Directive A: Quote the section on entropy below, from "The proofs in" up to and including "Definition 7.1.1.".
Directive B: Write what comes next in the section on entropy below, picking up after its final line.

Passage provided:
##
Section 7.1 An Introduction to Entropy

The proofs in this chapter will be more probabilistic in nature than any of the other proofs given in this course so far. However, the probability theory we will use is quite basic, requiring nothing more than an understanding of expectation and conditional probability. A key idea is the notion of the “entropy” of a random variable, which is defined as follows.

##

###
Definition 7.1.1.

Let \(X\) be a discrete random variable with finite range \(S\text{.}\) The *entropy * of \(X\) is defined to be

\begin{equation*}
\mathbb{H}(X) = \sum_{x\in S}\mathbb{P}(X=x) \log_2\left(\frac{1}{\mathbb{P}(X=x)}\right)\text{.}
\end{equation*}

A nice way to think of the quantity \(\log\left(\frac{1}{\mathbb{P}(X=x)}\right)\) is as quantifying the amount of “surprise” that you feel from seeing that \(X=x\text{.}\) If \(X=x\) is something that happens with probability close to \(1\text{,}\) i.e. it is very likely, then the amount of surprise that you feel from seeing that \(X=x\) is close to zero. E.g., the fact that the sun comes up in the morning and sets in the evening is never really surprising because the probability that it would not happen is so low. Accordingly, if \(\mathbb{P}(X=x)\) is close to \(1\text{,}\) then \(\log\left(\frac{1}{\mathbb{P}(X=x)}\right)\) is close to zero. Conversely, it is surprising when unlikely events happen, and this is reflected by the fact that \(\log\left(\frac{1}{\mathbb{P}(X=x)}\right)\) is large when \(\mathbb{P}(X=x)\) is small. Given this intuition, one can think of entropy \(H(X)\) as being the “expected surprise” of the random variable \(X\text{.}\)

###
Example 7.1.3.

Suppose that \(X\) is uniformly distributed on a finite set \(S\text{.}\) That is, for every \(x\in S\text{,}\) we have \(\mathbb{P}(X=x)=\frac{1}{|S|}\text{.}\) Then

\begin{equation*}
H(X) = \sum_{x\in S}\mathbb{P}(X=x)\log\left(\frac{1}{\mathbb{P}(X=x)}\right) = \sum_{x\in S}\frac{\log(|S|)}{|S|} = \log(|S|)\text{.}
\end{equation*}

So, in general, if \(X\) is uniformly distributed on a finite set, then \(H(X)\) is the logarithm of the cardinality of the range of \(X\text{.}\)

We will need to build up some basic facts about entropy. Many of these are related to the notion of “conditional” probabilities, random variables and entropy; we start by giving the relevant definitions. Anyone who has taken Math 352, or any other probability or stats course, at UVic will be familiar with several of these definitions.

###
Definition 7.1.4.

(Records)
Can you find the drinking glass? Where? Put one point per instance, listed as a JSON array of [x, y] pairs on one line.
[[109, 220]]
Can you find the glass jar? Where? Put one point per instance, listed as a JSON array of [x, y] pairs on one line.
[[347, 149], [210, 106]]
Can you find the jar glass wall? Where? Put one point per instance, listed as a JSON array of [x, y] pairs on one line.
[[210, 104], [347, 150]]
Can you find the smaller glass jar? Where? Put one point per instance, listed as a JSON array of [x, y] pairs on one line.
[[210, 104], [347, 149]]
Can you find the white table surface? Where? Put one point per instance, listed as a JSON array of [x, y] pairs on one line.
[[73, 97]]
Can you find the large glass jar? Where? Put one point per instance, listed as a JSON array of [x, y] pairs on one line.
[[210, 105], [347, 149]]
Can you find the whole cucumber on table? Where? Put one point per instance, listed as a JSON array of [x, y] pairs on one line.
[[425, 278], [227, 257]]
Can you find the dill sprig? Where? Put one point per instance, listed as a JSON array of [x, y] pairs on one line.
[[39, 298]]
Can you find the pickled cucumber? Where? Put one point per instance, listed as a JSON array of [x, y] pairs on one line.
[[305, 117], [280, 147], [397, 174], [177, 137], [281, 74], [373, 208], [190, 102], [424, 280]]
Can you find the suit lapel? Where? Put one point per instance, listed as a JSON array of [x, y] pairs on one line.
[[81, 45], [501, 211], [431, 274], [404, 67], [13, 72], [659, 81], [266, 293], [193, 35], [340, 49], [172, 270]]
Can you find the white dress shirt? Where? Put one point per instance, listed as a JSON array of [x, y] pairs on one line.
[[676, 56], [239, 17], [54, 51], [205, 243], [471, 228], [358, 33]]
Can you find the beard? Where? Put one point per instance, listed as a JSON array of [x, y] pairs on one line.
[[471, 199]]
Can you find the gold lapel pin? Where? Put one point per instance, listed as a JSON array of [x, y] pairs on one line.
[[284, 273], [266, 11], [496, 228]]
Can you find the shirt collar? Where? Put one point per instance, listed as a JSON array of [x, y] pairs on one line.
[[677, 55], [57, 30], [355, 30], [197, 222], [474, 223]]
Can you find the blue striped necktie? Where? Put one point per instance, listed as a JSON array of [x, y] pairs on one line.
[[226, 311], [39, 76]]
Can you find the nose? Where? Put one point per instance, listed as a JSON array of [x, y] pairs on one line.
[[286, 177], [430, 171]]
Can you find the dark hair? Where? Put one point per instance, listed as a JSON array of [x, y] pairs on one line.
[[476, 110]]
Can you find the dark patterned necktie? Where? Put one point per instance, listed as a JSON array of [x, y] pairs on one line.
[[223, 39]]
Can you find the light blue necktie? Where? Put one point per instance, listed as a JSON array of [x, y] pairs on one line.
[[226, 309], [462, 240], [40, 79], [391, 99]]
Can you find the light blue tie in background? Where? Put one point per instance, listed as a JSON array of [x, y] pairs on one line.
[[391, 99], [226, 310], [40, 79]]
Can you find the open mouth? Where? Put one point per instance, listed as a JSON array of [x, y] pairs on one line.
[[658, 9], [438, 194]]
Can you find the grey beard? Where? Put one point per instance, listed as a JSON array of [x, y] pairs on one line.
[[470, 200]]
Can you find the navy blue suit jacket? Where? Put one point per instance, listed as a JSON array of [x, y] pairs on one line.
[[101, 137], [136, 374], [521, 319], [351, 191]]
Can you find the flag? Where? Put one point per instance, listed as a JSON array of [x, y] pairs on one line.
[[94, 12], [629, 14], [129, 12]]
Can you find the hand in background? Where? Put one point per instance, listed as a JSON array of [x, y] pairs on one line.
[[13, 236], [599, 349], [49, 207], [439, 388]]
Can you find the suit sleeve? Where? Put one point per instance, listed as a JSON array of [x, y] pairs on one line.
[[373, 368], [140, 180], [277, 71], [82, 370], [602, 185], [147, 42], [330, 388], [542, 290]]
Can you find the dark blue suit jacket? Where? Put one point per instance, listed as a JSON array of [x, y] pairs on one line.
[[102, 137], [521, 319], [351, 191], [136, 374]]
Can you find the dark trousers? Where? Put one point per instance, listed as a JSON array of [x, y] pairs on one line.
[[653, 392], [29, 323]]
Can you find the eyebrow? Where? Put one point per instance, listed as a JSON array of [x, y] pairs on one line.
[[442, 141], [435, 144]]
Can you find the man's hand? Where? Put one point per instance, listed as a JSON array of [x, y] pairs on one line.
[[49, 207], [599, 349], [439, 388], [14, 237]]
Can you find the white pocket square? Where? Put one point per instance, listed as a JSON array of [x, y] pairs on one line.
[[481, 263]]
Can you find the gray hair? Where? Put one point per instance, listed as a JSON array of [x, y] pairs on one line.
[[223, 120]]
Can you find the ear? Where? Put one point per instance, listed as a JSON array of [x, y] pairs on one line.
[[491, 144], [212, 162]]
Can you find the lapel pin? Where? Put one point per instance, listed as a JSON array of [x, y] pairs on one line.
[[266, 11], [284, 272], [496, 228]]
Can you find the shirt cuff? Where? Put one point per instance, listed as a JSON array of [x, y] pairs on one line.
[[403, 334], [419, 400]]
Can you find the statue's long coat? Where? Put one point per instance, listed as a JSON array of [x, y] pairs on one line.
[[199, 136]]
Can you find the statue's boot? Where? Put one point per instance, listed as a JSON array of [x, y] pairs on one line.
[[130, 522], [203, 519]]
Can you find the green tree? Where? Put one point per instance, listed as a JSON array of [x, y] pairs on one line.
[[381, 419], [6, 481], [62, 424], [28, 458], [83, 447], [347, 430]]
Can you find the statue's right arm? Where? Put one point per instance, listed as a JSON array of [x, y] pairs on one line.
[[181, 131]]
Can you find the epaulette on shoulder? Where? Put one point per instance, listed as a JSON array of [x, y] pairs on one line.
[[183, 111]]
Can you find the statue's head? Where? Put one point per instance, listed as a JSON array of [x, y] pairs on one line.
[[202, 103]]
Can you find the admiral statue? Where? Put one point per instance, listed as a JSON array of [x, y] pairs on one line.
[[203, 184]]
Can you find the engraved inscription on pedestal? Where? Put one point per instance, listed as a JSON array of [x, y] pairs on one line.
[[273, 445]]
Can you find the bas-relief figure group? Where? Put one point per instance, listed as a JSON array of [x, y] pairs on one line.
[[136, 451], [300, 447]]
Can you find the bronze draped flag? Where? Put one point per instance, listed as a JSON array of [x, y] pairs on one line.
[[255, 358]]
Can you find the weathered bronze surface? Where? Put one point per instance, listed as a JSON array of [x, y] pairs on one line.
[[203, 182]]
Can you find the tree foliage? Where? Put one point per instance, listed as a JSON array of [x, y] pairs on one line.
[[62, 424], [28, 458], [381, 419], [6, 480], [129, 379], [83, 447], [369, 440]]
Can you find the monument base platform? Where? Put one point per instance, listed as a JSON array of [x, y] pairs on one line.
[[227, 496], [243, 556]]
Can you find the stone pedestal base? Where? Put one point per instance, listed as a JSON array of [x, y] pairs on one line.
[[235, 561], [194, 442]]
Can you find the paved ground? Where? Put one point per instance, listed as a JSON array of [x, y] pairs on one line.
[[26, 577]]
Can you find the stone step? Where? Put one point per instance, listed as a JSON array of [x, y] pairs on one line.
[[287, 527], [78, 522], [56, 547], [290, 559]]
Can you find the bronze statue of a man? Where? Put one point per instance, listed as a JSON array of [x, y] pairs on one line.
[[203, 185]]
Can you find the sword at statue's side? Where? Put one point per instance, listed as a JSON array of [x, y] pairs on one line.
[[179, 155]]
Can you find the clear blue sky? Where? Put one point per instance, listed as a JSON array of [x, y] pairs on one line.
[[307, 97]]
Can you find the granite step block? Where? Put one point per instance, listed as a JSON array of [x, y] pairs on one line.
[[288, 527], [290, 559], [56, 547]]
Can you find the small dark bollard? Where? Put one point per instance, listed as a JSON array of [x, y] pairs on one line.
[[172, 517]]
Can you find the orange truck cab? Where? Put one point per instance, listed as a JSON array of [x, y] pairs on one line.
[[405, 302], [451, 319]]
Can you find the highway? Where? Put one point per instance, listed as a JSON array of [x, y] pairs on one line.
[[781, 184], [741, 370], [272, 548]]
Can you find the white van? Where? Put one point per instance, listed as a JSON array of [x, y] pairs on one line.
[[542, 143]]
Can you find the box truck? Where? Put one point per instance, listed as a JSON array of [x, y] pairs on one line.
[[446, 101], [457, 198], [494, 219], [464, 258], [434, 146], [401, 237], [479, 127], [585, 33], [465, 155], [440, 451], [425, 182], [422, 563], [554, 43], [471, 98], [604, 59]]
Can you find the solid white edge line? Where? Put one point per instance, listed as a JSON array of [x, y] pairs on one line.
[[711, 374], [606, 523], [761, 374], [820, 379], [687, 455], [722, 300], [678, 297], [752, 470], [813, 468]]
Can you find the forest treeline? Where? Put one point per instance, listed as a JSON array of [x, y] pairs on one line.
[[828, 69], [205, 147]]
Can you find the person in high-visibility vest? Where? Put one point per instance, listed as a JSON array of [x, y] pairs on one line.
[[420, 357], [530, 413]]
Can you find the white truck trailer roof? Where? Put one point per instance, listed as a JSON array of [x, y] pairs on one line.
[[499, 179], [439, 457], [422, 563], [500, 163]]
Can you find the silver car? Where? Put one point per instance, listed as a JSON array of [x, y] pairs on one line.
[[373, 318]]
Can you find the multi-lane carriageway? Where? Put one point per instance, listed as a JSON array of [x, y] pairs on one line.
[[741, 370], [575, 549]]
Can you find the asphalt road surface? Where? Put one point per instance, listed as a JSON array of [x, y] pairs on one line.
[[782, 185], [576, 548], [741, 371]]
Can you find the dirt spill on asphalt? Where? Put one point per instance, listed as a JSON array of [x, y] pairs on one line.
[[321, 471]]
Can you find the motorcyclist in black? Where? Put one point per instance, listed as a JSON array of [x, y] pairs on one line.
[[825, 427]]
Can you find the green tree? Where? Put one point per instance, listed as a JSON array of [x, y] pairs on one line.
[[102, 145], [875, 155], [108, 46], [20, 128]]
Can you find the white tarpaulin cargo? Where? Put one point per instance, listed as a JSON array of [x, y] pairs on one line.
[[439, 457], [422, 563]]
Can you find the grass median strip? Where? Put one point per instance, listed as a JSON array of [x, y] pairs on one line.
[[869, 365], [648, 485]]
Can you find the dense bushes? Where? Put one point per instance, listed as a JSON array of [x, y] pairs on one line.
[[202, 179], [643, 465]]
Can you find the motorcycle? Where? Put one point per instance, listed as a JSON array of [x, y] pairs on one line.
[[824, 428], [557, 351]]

Written answer A:
The proofs in this chapter will be more probabilistic in nature than any of the other proofs given in this course so far. However, the probability theory we will use is quite basic, requiring nothing more than an understanding of expectation and conditional probability. A key idea is the notion of the “entropy” of a random variable, which is defined as follows.

##

###
Definition 7.1.1.

Written answer B:
Given two events \(A\) and \(B\) in a probability space such that \(\mathbb{P}(B)\neq 0\text{,}\) the *conditional probability * of \(A\) *given* \(B\) is defined by

\begin{equation*}
\mathbb{P}(A|B)=\frac{\mathbb{P}(A\cap B)}{\mathbb{P}(B)}\text{.}
\end{equation*}

###
Definition 7.1.5.

Say that events \(A\) and \(B\) are *independent * if \(\mathbb{P}(A\cap B)=\mathbb{P}(A)\mathbb{P}(B)\text{.}\)

###
Definition 7.1.7.

Two discrete random variables \(X\) and \(Y\) on the same probability space are *independentRV * if the events \(\{X=x\}\) and \(\{Y=y\}\) are independent for every \(x\) and \(y\text{.}\)

###
Definition 7.1.8.

Given discrete random variables \(X\) and \(Y\) and \(y\) in the range of \(Y\text{,}\) let the *conditional entropy of \(X\) given \(Y=y\)* be given by

\begin{equation*}
H(X\mid Y=y) = \sum_{x}\mathbb{P}(X=x\mid Y=y)\log\left(\frac{1}{\mathbb{P}(X=x\mid Y=y)}\right)
\end{equation*}

where this sum is over all \(x\) such that \(\mathbb{P}(X=x\mid Y=y)\neq 0\text{.}\)

###
Definition 7.1.9.

For discrete random variables \(X\) and \(Y\text{,}\) the *conditional entropy of \(X\) given \(Y\)* is

\begin{equation*}
\mathbb{H}(X|Y) = \sum_{y}\mathbb{P}(Y=y)H(X\mid Y=y)\text{.}
\end{equation*}

With all of these new definitions, its time for a few examples.

###
Example 7.1.10.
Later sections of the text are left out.